## Objective:
Starting at the line that holds "Note for the class: annotate every instance of the beige", quote every line through the end of the records, both boundary lines included. Omit the pictures.

------ Listed entries ------

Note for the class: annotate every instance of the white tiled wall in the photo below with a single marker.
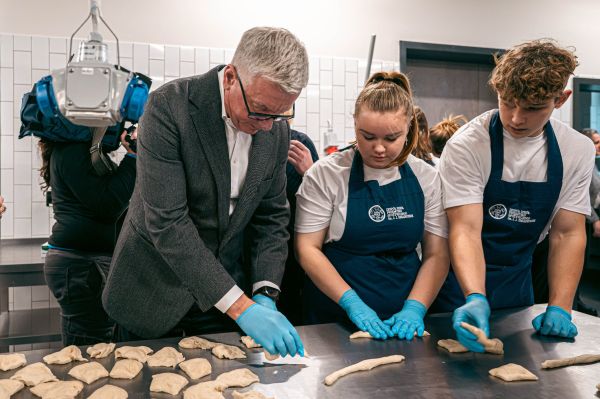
(333, 86)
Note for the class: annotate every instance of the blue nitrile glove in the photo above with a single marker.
(271, 329)
(363, 316)
(555, 321)
(265, 301)
(475, 312)
(409, 320)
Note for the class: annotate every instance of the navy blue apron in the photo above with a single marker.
(376, 254)
(514, 216)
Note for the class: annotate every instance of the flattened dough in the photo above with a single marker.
(12, 361)
(494, 346)
(139, 353)
(65, 355)
(58, 389)
(513, 372)
(205, 390)
(249, 395)
(34, 374)
(170, 383)
(570, 361)
(89, 372)
(100, 350)
(166, 357)
(109, 392)
(197, 343)
(196, 368)
(362, 366)
(126, 369)
(223, 351)
(11, 386)
(238, 378)
(365, 334)
(452, 345)
(249, 342)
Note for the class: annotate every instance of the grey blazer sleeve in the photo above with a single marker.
(268, 225)
(162, 180)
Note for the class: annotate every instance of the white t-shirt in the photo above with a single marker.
(322, 199)
(466, 163)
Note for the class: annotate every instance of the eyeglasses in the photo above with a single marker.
(260, 116)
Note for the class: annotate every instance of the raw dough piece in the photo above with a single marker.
(65, 355)
(170, 383)
(126, 369)
(249, 395)
(11, 386)
(166, 357)
(249, 342)
(197, 343)
(88, 372)
(139, 353)
(494, 345)
(362, 366)
(205, 390)
(100, 350)
(13, 361)
(109, 392)
(59, 389)
(237, 378)
(513, 372)
(570, 361)
(34, 374)
(223, 351)
(365, 334)
(452, 345)
(196, 368)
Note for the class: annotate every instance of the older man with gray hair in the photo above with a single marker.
(212, 154)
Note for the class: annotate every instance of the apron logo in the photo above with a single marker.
(497, 211)
(376, 213)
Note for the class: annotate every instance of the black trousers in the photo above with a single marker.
(76, 280)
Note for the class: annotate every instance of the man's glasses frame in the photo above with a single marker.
(261, 116)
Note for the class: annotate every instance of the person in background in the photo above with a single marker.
(442, 131)
(423, 148)
(212, 154)
(301, 156)
(89, 211)
(2, 206)
(511, 176)
(362, 212)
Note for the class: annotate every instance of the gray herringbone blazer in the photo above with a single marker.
(178, 244)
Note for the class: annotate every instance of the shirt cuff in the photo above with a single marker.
(228, 299)
(264, 283)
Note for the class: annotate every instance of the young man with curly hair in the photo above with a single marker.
(510, 177)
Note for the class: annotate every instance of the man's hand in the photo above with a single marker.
(477, 313)
(299, 156)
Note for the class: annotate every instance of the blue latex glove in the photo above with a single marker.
(363, 316)
(270, 329)
(475, 312)
(555, 321)
(265, 301)
(409, 320)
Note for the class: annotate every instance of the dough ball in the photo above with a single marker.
(196, 368)
(223, 351)
(12, 361)
(100, 350)
(89, 372)
(166, 357)
(126, 369)
(170, 383)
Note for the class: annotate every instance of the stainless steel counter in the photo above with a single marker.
(427, 372)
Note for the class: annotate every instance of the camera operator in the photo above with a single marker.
(89, 211)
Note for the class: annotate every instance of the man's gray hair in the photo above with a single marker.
(274, 54)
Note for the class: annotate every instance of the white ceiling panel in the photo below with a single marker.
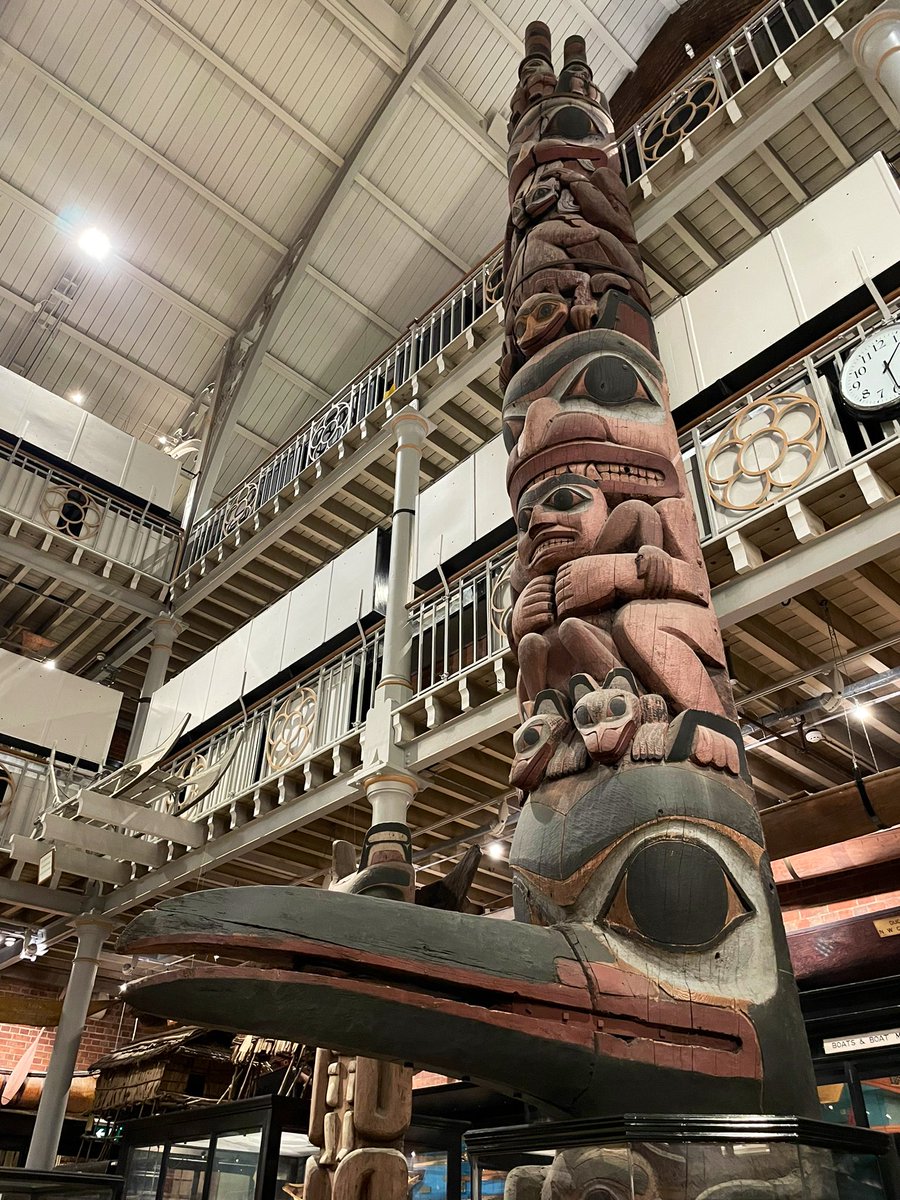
(202, 137)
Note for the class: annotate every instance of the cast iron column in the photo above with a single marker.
(166, 630)
(52, 1109)
(875, 48)
(389, 787)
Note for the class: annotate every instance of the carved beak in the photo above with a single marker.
(514, 1006)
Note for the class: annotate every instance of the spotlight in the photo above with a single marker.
(95, 244)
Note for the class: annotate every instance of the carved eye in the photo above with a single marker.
(607, 381)
(676, 893)
(563, 499)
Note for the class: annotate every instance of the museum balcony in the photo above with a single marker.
(771, 120)
(87, 543)
(804, 558)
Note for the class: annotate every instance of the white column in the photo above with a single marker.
(389, 786)
(390, 796)
(52, 1109)
(166, 629)
(875, 48)
(412, 430)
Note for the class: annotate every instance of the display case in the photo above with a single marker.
(243, 1151)
(21, 1183)
(684, 1158)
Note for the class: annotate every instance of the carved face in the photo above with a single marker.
(539, 321)
(607, 720)
(559, 519)
(593, 397)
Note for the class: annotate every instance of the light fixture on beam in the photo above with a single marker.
(95, 244)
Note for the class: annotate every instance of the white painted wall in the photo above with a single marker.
(318, 609)
(789, 276)
(53, 708)
(797, 271)
(65, 430)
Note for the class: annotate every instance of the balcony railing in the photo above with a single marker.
(785, 438)
(460, 627)
(455, 629)
(717, 81)
(84, 515)
(351, 407)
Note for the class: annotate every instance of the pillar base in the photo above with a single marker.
(691, 1158)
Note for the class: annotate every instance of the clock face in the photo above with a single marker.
(870, 379)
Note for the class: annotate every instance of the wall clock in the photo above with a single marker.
(870, 378)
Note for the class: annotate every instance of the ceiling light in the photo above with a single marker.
(95, 244)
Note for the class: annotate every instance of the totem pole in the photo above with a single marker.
(647, 971)
(640, 819)
(360, 1108)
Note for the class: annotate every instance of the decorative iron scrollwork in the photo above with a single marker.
(767, 449)
(241, 507)
(72, 511)
(291, 729)
(677, 119)
(502, 599)
(190, 769)
(329, 431)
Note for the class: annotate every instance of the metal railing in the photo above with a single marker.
(784, 438)
(455, 629)
(351, 407)
(460, 625)
(717, 79)
(25, 792)
(84, 514)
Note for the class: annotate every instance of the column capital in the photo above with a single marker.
(411, 427)
(875, 40)
(91, 930)
(167, 627)
(391, 778)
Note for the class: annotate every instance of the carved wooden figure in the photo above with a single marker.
(360, 1108)
(648, 970)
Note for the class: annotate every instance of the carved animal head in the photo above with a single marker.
(539, 321)
(537, 741)
(606, 718)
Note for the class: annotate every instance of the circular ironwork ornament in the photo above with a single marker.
(765, 451)
(291, 729)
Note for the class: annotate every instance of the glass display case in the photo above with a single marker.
(243, 1151)
(21, 1183)
(685, 1158)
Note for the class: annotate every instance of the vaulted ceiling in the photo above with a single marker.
(202, 136)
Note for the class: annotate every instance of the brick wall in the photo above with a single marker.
(100, 1036)
(828, 913)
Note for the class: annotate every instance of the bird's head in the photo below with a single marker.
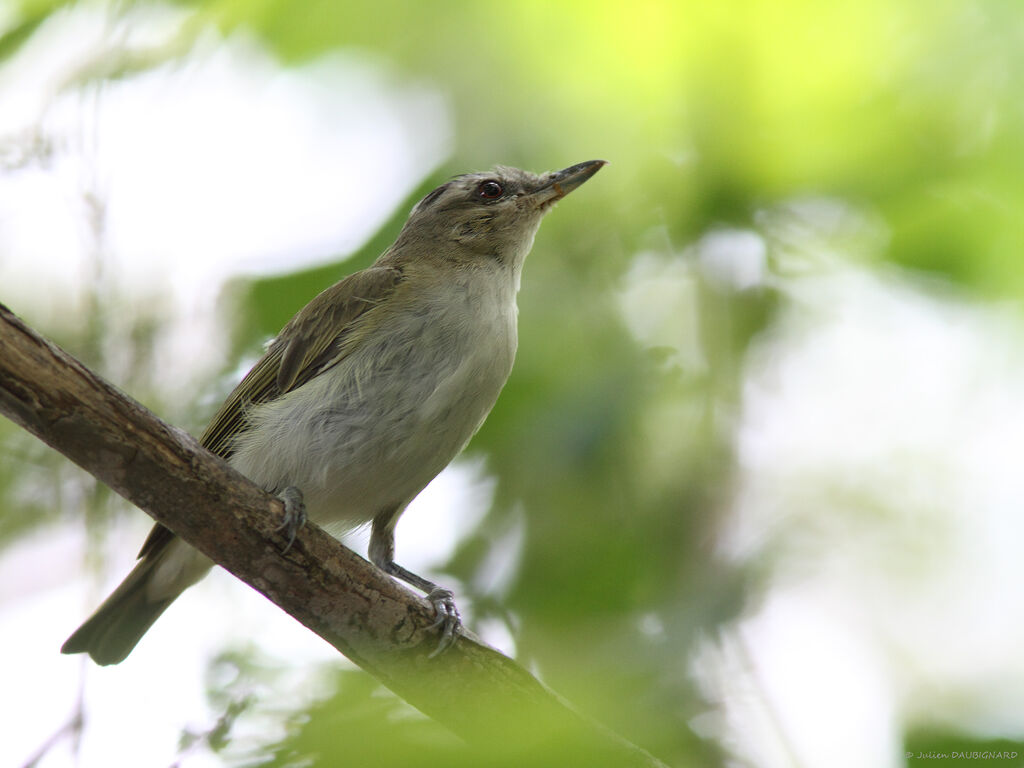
(495, 213)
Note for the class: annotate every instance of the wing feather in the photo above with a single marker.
(309, 344)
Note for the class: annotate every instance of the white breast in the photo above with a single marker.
(372, 431)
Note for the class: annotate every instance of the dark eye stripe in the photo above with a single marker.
(489, 189)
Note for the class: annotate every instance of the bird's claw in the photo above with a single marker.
(448, 619)
(295, 514)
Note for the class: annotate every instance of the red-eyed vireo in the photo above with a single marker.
(370, 391)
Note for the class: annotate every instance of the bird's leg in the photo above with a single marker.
(382, 555)
(295, 514)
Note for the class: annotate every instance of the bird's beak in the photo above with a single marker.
(556, 185)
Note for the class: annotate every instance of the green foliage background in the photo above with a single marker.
(708, 113)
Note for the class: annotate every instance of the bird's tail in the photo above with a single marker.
(117, 626)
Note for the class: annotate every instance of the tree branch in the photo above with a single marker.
(475, 691)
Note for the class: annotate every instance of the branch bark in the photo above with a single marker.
(478, 693)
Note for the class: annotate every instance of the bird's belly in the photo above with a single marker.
(369, 434)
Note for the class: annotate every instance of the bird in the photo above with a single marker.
(368, 392)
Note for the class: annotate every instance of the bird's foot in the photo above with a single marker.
(448, 617)
(295, 514)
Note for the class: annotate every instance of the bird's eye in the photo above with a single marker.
(489, 190)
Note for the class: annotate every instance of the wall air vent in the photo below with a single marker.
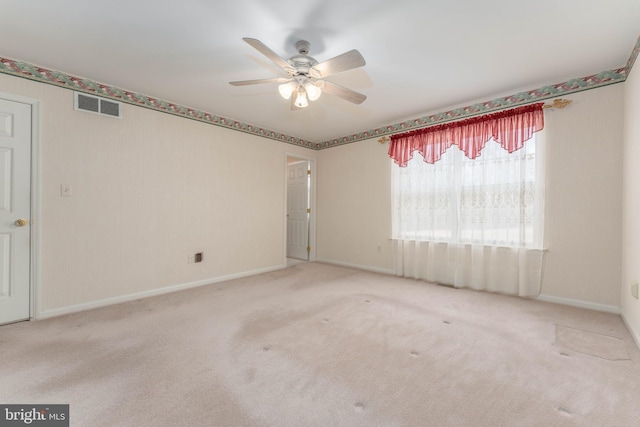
(95, 104)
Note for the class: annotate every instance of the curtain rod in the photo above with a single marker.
(557, 103)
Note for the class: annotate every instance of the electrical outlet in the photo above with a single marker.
(65, 190)
(197, 257)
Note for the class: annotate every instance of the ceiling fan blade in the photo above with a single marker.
(266, 51)
(346, 61)
(260, 81)
(342, 92)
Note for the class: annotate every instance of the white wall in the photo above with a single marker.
(631, 202)
(149, 190)
(354, 206)
(583, 207)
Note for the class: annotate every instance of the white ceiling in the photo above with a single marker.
(423, 56)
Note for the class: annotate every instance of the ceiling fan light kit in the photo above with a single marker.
(306, 75)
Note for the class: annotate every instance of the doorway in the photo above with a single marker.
(15, 210)
(300, 214)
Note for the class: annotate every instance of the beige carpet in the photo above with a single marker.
(320, 345)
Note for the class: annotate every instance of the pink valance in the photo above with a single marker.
(510, 128)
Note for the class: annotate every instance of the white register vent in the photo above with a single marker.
(95, 104)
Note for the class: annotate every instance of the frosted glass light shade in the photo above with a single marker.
(313, 91)
(301, 99)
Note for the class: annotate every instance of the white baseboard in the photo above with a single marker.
(578, 303)
(150, 293)
(358, 267)
(635, 334)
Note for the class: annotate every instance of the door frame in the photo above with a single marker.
(35, 290)
(312, 204)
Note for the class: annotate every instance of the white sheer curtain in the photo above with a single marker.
(472, 223)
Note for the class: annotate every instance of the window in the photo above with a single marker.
(494, 200)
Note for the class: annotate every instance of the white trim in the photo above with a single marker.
(632, 331)
(34, 272)
(578, 303)
(358, 267)
(150, 293)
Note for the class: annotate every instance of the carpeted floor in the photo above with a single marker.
(320, 345)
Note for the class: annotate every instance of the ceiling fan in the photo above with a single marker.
(306, 75)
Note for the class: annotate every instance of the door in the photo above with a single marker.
(15, 210)
(298, 210)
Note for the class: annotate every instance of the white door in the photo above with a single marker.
(298, 211)
(15, 210)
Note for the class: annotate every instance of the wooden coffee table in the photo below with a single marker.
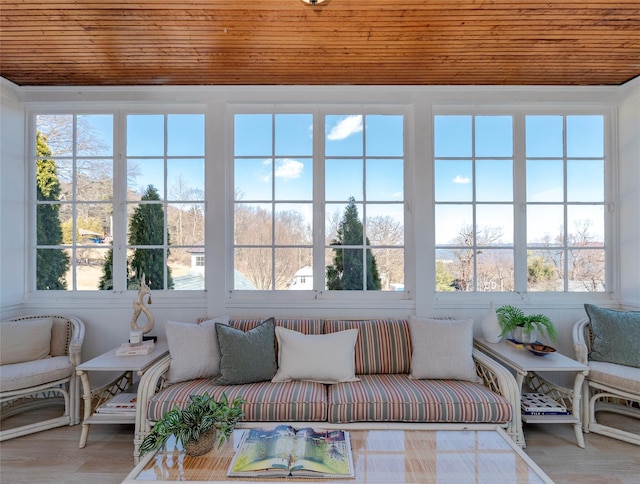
(380, 456)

------

## Task response:
Note for the class: annotate every instance of the beige carpet in the photo above with a single marker.
(320, 345)
Note for the class: annotate every instance of the pink valance in the photo above with a single marker.
(510, 128)
Note for the class: annotate every instance of the white register vent in the photo above with a single marker.
(95, 104)
Note for the class: annotate every instance of the frosted glass light shade in the photo above with a single marker.
(313, 91)
(301, 99)
Note for the class: annotate every instance of the white baseboard in the photo above with a single marker.
(578, 303)
(150, 293)
(358, 267)
(635, 334)
Note for the class: annotate every instance of the door frame in the photo above with a single marker.
(35, 290)
(312, 204)
Note for the class: annotate every instance of the white sheer curtain in the photo above with a single marker.
(472, 223)
Note for the class: annotate every instance of the window in the photo above with a single marker.
(494, 200)
Note for the class: annotate every instance of the white trim in the photo above with a single marker.
(632, 331)
(34, 272)
(578, 303)
(358, 267)
(150, 293)
Note for the class: annotate every instance of the carpeted floor in the photo above with a single marker.
(320, 345)
Note for the class: annotate every instance of the ceiling fan in the photo above with a single marker.
(306, 75)
Note for the class: annotate every instance of the door in the photo above with a single marker.
(15, 210)
(298, 210)
Note for the class: annotate every instance of the white door in the photo above with a single marker.
(298, 211)
(15, 210)
Note for the class: annotate every instance of the wooden coffee table in the photo below with a single marker.
(380, 456)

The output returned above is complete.